Retype all of the entries below word for word, and omit the pictures.

-------- SUPPLIED RECORDS --------

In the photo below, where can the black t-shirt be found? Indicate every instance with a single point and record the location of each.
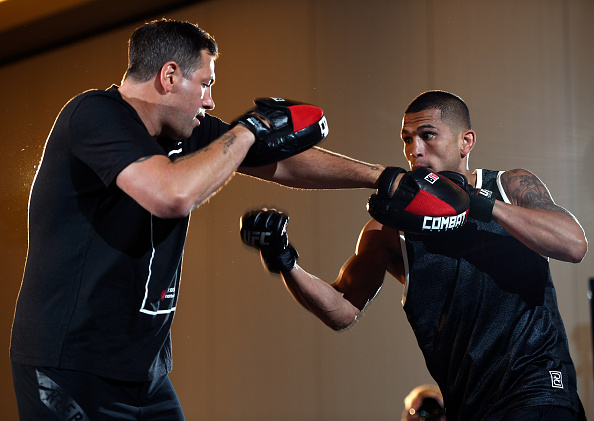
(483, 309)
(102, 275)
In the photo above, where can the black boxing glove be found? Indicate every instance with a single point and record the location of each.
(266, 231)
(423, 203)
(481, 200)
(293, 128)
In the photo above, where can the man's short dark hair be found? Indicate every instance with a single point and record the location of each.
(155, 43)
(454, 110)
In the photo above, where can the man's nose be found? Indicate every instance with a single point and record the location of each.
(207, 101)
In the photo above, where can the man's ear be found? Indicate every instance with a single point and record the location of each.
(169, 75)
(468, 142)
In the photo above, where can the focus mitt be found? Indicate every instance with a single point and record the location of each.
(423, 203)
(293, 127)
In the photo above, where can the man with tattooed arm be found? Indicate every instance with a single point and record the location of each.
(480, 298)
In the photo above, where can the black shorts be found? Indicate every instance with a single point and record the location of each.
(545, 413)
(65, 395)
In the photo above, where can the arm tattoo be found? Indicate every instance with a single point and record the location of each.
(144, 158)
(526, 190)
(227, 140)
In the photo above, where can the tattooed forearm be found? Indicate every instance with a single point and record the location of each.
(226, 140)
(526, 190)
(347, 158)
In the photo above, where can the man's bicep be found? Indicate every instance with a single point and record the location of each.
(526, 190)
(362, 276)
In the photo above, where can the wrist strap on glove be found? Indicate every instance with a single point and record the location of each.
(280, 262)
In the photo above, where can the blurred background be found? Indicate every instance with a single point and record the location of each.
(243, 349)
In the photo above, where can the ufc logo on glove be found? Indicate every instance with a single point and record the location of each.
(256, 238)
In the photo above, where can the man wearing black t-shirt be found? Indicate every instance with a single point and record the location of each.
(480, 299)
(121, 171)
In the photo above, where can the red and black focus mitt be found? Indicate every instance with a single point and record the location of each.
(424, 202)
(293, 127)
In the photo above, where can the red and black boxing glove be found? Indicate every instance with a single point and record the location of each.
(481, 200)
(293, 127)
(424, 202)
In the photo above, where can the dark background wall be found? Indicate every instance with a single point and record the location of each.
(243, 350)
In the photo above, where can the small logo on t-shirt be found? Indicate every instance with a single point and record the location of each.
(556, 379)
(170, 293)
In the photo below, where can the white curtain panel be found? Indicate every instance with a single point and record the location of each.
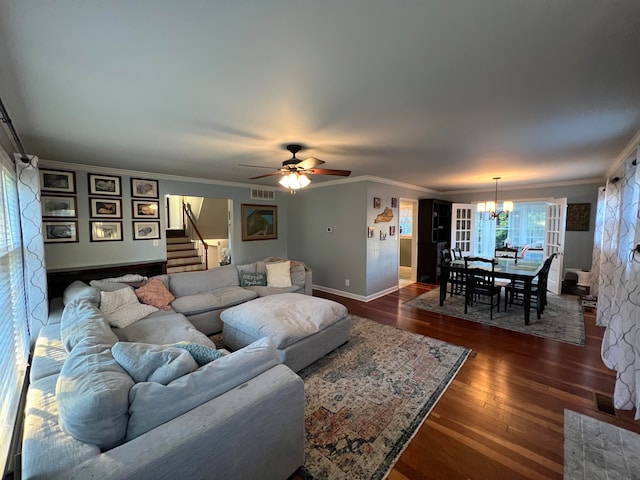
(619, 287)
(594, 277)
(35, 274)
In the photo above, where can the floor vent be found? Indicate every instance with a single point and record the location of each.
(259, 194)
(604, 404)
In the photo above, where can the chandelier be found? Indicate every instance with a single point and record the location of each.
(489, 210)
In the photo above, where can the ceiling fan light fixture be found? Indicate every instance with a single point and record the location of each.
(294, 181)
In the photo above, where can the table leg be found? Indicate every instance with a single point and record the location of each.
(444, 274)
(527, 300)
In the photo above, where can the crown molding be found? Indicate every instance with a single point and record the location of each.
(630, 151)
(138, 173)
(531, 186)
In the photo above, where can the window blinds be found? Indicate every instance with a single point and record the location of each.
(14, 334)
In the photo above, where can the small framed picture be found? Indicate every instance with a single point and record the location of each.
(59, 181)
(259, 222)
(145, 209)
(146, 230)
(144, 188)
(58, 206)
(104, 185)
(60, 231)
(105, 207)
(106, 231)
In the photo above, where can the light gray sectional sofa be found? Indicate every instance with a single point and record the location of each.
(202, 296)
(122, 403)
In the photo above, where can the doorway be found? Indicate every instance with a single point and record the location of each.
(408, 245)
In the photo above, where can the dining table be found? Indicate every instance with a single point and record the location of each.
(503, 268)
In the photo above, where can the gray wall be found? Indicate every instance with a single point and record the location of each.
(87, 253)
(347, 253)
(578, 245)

--------

▸ **EXERCISE OUTPUT**:
In the photo below, where can the black t-shirt be found? Indicate every instance with a single point and record the location of each.
(483, 309)
(102, 275)
In the photo above, where can the black boxing glove be found? Indicate every instance with a single point and record the location of each.
(266, 231)
(423, 203)
(481, 200)
(293, 128)
In the photo above, where can the man's short dark hair be found? Indicate every instance with a single point and record the location of each.
(155, 43)
(454, 110)
In the photo above, where can the man's nose be found? Indicate every instance with a single point and record the location of each.
(207, 101)
In the photo above, where can the man's ear be found? Indicate every instance with a single point and record the location of each.
(169, 75)
(468, 142)
In the photo above, where can the focus mitt be found? Indicate every instance with a single point and record the location of each.
(423, 203)
(293, 127)
In the photo above, where can the man with tattooed arm be found? Indicate every instance with a single point and record the location of each.
(480, 298)
In the photo above, where can the black shorts be found? Indicate every instance with a single point and record the location of each.
(545, 413)
(65, 395)
In the photo above, where can the arm tattoo be found? Indicate every instance with a single point and record the location of each.
(144, 158)
(526, 190)
(227, 140)
In the photo above, where can the tattooed forearm be found? Indicate every instance with a single point and record the location of each.
(226, 140)
(526, 190)
(347, 158)
In the photo above, where can the man's bicep be found? Indicate every instance with a single point and record the location of each.
(526, 190)
(362, 276)
In the photo above, where can the wrist strap on glove be found? Indicate every instance with a single point and record the location of each.
(280, 262)
In the photo above, where can the blurred background be found? Indicate every instance with a single point and record the location of each.
(243, 349)
In the photo above, where can the ufc logo on glove be found? Indicate every instance with a single point and record the location of each.
(256, 238)
In the photo above, where can the man wearing black t-shirt be found? Indicate every instance with a single point and record the location of each.
(480, 299)
(121, 171)
In the photo above, where can the red and black focus mitt be found? Indicate every instance with a single point and record the location of each.
(424, 202)
(293, 127)
In the photo above, where can the red and black boxing glove be found? Indicate every instance with a single point and record the location of each.
(481, 200)
(293, 127)
(424, 202)
In the photo above, where can the dark background wall be found? Indicate every instance with a single point and record the location of each.
(243, 350)
In the photo above, where can the small logo on t-shirt be found? Indicate every instance with a single point and record the location of each.
(556, 379)
(170, 293)
In the photo below, where can the white curtain panel be found? Indicate every instance with a single point and record the location of each.
(619, 287)
(594, 277)
(35, 274)
In the photo above, where can the floor vent be found? Indicate every instance with a single point and record the location of each.
(259, 194)
(604, 404)
In the photo above, where can the chandelier be found? Indicate every instance with a single point and record the location of each.
(489, 210)
In the photo above, where can the ceiling fan light fixture be found? Indicate every instance with a single point and record the location of each.
(294, 181)
In the photo above, where can the table leg be found? Indicate every instance with a single point and record the location of each.
(444, 274)
(527, 300)
In the photo above, where can the crown molding be found? Indicate every instance with a single point and record the location of each.
(630, 151)
(138, 173)
(531, 186)
In the photo above, where can the window blinds be found? Indicate every instance with a single point and record the location of each.
(14, 334)
In the photo above, where can the small framed picture be found? Indicate every instance with a single point and record the location of each.
(59, 181)
(259, 222)
(145, 209)
(146, 230)
(144, 188)
(58, 206)
(104, 185)
(60, 231)
(105, 207)
(106, 231)
In the photo above, where can the light gray sectional sofa be found? Indicate every instance with a single point and record the location of each.
(202, 296)
(122, 403)
In the photo above, where can the doorway be found? Indicate every instance with a single point and record the location of each.
(408, 245)
In the photo above, where can the dining table be found? Indicate every instance with a single point and record the location of each.
(503, 268)
In the photo above, where can the gray wall be found? Indicate every instance with a single point and record the location of each.
(87, 253)
(347, 253)
(578, 245)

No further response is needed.